Commune du Grand-Saconnex, route de Colovrey 18, 1218 Le Grand-Saconnex,
représentée par Me Bertrand R. Reich, avocat,
intimée,

Objet
Législation cantonale sur le logement, droit de préemption communal,
recours contre l'arrêt de la Cour de justice du canton de Genève, Chambre
administrative, du 9 décembre 2014.

Faits :

A. 
La société A.________ SA est propriétaire de la parcelle n° 886 qui se situe
dans le quartier de la Tour, sur la commune genevoise du Grand-Saconnex
(ci-après: la commune). Ce bien-fonds, sis en zone de développement 3,
accueille un immeuble d'habitation de huit étages comprenant 32 appartements et
un parking de 33 places. Ce bâtiment constitue l'extrémité d'une barre
d'immeubles qui s'étend du 17 au 7 du chemin Taverney et se poursuit du 6 au 18
du chemin François-Lehmann.
La parcelle n° 886 fait l'objet d'une mention au registre foncier d'un droit de
préemption au profit de l'Etat de Genève et de la commune selon la loi
cantonale générale sur le logement et la protection des locataires du 4
décembre 1977 (LGL; RSG I 4 05).
Le 18 décembre 2013, la société A.________ SA et la fondation B.________ ont
conclu un contrat de vente portant sur la parcelle n° 886 pour un montant de
8'100'000 francs. Le 18 décembre 2013, le notaire a informé le Conseil d'Etat
du canton de Genève et la commune de la conclusion de cette vente et a requis
qu'ils lui indiquent s'ils entendaient exercer leur droit de préemption. Par
courrier du 18 février 2014, l'Office cantonal du logement et de la
planification foncière a déclaré que l'Etat de Genève renonçait à faire usage
de son droit de préemption. Lors de sa séance de délibération du 24 février
2014, le Conseil municipal a en revanche décidé d'autoriser le Conseil
administratif de la commune (ci-après: le Conseil administratif) à exercer le
droit de préemption de la commune, aux conditions fixées dans l'acte de vente.

[Enregistrements de données extraits]
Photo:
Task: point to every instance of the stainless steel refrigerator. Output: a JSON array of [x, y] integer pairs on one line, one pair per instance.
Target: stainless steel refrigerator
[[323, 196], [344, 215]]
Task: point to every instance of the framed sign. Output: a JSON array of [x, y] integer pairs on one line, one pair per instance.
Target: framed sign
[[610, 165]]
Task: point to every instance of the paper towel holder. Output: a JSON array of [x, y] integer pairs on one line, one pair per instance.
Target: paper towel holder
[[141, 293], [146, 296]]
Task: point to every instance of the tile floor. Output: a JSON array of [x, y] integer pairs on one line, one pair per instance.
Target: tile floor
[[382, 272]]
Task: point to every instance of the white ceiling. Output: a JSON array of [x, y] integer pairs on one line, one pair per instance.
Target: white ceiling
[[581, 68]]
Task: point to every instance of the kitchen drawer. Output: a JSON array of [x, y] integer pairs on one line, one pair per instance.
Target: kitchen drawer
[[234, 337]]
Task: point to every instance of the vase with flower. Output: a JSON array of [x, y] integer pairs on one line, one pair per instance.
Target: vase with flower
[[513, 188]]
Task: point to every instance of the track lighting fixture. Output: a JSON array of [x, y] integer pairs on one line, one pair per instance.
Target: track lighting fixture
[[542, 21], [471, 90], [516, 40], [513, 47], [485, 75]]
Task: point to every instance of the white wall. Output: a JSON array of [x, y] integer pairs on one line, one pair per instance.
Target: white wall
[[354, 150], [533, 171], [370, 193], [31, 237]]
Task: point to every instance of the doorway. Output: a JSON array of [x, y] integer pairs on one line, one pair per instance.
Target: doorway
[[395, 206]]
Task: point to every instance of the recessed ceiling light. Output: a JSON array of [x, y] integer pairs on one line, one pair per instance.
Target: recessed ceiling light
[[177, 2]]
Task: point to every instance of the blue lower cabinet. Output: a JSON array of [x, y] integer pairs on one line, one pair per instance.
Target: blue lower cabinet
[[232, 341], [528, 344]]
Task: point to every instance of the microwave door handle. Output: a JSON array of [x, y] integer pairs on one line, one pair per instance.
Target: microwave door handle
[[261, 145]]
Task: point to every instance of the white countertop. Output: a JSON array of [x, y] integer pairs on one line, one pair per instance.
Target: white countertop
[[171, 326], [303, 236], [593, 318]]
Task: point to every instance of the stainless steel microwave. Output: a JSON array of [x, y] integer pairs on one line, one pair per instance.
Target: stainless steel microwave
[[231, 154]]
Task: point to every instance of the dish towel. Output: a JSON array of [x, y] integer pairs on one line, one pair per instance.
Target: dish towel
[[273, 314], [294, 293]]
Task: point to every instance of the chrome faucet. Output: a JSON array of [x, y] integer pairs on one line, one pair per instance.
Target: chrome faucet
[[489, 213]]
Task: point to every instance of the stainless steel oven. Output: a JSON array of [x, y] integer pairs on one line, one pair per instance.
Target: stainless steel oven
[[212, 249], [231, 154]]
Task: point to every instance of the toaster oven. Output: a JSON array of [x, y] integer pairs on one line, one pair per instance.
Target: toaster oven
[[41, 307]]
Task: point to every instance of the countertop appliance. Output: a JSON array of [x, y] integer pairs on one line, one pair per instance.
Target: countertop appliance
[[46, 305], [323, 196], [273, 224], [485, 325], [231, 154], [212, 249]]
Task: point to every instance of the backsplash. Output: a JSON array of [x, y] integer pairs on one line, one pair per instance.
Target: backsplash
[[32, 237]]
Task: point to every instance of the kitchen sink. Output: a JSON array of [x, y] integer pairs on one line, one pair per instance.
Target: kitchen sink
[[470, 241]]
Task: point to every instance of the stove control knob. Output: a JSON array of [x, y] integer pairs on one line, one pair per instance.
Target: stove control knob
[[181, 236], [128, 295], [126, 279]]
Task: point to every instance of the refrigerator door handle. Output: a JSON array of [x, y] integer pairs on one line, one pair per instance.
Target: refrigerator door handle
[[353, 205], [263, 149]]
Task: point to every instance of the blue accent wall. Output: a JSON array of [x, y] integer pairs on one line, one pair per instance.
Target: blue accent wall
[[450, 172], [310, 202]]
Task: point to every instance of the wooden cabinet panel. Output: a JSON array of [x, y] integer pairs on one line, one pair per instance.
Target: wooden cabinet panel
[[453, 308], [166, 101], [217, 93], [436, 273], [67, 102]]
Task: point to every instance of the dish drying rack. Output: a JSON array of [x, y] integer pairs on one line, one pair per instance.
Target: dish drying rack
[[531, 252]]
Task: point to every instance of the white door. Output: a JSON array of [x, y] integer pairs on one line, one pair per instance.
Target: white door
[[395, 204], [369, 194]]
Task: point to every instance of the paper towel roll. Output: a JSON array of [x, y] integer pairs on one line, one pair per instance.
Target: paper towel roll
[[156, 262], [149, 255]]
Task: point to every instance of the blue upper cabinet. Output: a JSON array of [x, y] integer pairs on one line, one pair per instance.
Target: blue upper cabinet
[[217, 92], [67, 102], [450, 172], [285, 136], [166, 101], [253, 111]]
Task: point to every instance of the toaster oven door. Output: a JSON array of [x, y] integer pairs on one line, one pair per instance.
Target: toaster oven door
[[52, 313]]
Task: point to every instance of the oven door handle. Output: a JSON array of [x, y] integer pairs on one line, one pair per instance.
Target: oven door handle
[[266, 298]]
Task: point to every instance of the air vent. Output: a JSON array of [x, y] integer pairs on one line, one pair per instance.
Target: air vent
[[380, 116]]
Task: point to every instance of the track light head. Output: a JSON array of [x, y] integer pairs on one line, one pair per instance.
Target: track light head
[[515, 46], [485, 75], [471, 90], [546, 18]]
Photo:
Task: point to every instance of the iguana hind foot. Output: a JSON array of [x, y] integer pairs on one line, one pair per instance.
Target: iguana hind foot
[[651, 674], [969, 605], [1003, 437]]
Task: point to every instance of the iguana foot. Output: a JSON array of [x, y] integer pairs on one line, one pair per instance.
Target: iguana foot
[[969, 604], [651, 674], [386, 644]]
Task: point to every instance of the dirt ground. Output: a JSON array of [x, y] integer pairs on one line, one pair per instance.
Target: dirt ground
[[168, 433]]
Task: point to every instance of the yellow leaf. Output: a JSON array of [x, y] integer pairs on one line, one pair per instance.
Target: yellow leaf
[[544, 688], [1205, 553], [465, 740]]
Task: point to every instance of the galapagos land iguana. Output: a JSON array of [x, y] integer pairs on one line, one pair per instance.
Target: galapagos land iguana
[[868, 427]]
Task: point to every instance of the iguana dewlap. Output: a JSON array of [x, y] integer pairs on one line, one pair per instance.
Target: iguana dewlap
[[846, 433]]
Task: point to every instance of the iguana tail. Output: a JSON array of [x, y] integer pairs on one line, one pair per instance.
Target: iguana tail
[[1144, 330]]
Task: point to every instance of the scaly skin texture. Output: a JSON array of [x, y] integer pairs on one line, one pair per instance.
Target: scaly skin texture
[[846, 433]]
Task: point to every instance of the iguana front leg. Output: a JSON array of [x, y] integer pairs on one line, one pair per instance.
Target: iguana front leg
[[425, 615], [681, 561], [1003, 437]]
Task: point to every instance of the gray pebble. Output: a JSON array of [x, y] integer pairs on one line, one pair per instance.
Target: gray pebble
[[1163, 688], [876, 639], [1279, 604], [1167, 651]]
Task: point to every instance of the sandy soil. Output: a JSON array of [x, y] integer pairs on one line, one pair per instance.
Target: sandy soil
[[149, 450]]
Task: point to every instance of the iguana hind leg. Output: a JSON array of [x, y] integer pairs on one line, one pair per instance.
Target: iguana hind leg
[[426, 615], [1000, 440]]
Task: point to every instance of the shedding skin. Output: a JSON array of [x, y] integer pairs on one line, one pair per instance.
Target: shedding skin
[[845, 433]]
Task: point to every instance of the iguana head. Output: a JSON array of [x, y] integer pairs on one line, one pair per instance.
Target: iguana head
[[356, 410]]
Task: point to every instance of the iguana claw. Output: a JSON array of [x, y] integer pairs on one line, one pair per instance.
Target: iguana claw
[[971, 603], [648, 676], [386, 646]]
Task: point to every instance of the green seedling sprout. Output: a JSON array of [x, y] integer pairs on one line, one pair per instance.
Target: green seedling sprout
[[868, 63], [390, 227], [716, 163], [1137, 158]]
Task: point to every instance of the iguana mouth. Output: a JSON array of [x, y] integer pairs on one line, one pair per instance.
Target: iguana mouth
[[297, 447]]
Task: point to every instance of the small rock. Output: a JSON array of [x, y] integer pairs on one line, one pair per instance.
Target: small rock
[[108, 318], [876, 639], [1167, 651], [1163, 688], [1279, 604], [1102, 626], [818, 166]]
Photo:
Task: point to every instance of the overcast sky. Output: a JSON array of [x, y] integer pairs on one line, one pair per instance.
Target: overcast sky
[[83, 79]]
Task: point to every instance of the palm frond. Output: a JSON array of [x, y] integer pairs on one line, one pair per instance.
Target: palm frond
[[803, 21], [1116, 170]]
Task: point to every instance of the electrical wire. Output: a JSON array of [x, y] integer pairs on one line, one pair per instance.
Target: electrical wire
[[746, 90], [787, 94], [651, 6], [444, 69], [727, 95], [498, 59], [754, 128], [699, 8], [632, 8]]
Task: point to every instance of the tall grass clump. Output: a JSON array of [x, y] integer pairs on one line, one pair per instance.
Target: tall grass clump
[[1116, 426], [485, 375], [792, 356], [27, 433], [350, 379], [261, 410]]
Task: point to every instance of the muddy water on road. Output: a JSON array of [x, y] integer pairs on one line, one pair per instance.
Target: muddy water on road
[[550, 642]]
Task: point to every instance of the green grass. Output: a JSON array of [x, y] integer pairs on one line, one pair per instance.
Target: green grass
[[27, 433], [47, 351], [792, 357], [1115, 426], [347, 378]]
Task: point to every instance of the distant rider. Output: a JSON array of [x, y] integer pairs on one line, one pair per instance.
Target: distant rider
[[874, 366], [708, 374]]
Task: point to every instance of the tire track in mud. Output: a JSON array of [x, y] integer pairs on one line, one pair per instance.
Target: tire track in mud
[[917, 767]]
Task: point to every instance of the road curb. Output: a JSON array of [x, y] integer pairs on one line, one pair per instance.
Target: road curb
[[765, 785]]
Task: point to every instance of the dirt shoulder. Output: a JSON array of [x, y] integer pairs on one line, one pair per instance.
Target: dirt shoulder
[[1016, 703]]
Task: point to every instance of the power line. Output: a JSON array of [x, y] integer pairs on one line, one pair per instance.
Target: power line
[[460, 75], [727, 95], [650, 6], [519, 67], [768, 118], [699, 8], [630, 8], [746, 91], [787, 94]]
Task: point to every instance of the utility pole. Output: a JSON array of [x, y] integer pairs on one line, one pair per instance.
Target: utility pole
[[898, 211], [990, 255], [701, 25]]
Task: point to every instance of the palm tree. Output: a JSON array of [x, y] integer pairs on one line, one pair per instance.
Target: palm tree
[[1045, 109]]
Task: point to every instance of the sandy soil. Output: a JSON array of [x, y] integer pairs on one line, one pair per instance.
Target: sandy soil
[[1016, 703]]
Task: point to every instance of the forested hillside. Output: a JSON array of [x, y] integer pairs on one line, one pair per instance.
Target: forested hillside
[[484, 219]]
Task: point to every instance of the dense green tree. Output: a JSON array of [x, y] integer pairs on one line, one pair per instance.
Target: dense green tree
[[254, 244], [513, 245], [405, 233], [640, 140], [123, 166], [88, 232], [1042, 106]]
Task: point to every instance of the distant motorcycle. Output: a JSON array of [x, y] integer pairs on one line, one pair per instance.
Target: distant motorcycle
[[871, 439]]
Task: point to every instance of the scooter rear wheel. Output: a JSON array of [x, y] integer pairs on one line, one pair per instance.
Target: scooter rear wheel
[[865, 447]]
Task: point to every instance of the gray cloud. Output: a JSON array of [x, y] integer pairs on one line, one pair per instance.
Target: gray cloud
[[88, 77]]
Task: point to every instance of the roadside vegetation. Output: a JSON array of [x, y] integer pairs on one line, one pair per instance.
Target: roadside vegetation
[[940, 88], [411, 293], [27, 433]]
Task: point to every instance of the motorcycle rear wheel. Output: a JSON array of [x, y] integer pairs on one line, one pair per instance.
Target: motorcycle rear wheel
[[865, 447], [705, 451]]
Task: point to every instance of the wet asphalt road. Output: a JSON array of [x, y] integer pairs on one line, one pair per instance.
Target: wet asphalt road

### Les consignes
A – Reprenez tel quel, s'il vous plaît, le passage de l'extrait qui va de "Le 18 décembre 2013, la" à "l'acte de vente.".
B – Relevez toutes les dates complètes (jour, mois et année) qui figurent dans l'extrait, en ne citant qu'une fois celles qui reviennent.
C – D'après l'extrait, pourquoi le notaire s'est-il adressé au Conseil d'Etat du canton de Genève et à la commune le 18 décembre 2013 ?
Basez-vous uniquement sur l'extrait.

### Corrigé détaillé
A –
Le 18 décembre 2013, la société A.________ SA et la fondation B.________ ont
conclu un contrat de vente portant sur la parcelle n° 886 pour un montant de
8'100'000 francs. Le 18 décembre 2013, le notaire a informé le Conseil d'Etat
du canton de Genève et la commune de la conclusion de cette vente et a requis
qu'ils lui indiquent s'ils entendaient exercer leur droit de préemption. Par
courrier du 18 février 2014, l'Office cantonal du logement et de la
planification foncière a déclaré que l'Etat de Genève renonçait à faire usage
de son droit de préemption. Lors de sa séance de délibération du 24 février
2014, le Conseil municipal a en revanche décidé d'autoriser le Conseil
administratif de la commune (ci-après: le Conseil administratif) à exercer le
droit de préemption de la commune, aux conditions fixées dans l'acte de vente.

B –
9 décembre 2014
4 décembre 1977
18 décembre 2013
18 février 2014
24 février 2014

C – Il les a informés de la conclusion de la vente de la parcelle n° 886. Il leur a aussi demandé de lui indiquer s'ils entendaient exercer leur droit de préemption.